▶ **Records shown**:
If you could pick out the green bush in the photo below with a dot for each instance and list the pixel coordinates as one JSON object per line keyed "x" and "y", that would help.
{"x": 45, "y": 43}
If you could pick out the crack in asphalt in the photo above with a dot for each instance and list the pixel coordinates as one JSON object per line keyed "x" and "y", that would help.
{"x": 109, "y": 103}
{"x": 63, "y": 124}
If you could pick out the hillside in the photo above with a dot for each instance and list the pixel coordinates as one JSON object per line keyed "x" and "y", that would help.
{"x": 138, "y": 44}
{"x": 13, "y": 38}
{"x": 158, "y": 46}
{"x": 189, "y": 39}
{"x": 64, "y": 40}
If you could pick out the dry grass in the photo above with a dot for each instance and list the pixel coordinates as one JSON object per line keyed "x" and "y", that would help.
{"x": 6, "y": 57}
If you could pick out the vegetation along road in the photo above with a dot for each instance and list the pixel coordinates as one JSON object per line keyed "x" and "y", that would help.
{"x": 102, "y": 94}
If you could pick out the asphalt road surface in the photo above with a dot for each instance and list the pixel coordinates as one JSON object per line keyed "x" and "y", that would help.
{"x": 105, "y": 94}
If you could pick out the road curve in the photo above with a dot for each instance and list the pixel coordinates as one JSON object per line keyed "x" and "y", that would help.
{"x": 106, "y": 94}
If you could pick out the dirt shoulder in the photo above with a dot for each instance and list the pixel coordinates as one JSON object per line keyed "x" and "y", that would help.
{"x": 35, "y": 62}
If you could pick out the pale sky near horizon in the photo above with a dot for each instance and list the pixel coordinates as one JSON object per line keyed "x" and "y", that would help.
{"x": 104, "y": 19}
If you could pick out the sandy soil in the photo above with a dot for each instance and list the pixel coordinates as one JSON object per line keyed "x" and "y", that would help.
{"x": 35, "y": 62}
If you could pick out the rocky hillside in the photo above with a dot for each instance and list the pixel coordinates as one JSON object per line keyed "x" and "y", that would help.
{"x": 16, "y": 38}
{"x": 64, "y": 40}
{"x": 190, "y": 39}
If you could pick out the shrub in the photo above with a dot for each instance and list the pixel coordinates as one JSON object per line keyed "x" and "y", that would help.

▶ **Assignment**: Each record above has to be set down again, word for word.

▶ **Response area**:
If you could pick out the green bush in the photo below with a dot for each instance and list the pixel coordinates as one JSON object per line keyed "x" and "y", that would help.
{"x": 45, "y": 43}
If you could pick out the crack in asphalt in the photo above with a dot for each instance and list the pixel coordinates as one JSON object per line keyed "x" and "y", that would help.
{"x": 109, "y": 103}
{"x": 63, "y": 124}
If you could pick out the hillside in the photo above with a dot for each instance and list the pixel coordinates as one JSON object per line keyed "x" and "y", that would help.
{"x": 138, "y": 44}
{"x": 13, "y": 38}
{"x": 158, "y": 46}
{"x": 189, "y": 39}
{"x": 64, "y": 40}
If you could pick out the dry grass in the photo above with a dot for each instance and list the pixel coordinates as one JSON object per line keyed "x" and "y", that would help.
{"x": 6, "y": 57}
If you could pick out the vegetation along road in the photo above with a dot for each instance and list the pixel coordinates as one JSON object per line keyed "x" and "y", that would help.
{"x": 102, "y": 94}
If you could pick out the asphalt road surface in the photo above with a dot for each instance and list the pixel coordinates as one JSON object per line keyed "x" and "y", that would help.
{"x": 105, "y": 94}
If you could pick out the road curve in the photo above with a dot for each instance and list the pixel coordinates as one JSON object per line keyed "x" and "y", that would help.
{"x": 106, "y": 94}
If you could pick out the dirt shoulder in the photo above with a dot for each instance and list the pixel coordinates as one JSON object per line keyed "x" and "y", that would help.
{"x": 35, "y": 62}
If you could pick out the pale sky near horizon in the photo above with a dot for each instance and list the pixel coordinates as one JSON object per line keyed "x" and "y", that would help.
{"x": 104, "y": 19}
If you could pick out the sandy soil in the photo above with a dot for each instance and list the pixel coordinates as one JSON object per line keyed "x" and "y", that would help.
{"x": 35, "y": 62}
If you could pick out the rocky hillside in the photo above with a dot for each instance and list the pixel coordinates as one JSON object per line keyed "x" and "y", that would help.
{"x": 16, "y": 38}
{"x": 64, "y": 40}
{"x": 190, "y": 39}
If you could pick out the shrub in the photo above with a dot for each instance and list the pixel coordinates as one JSON object per line keyed "x" and "y", that would help.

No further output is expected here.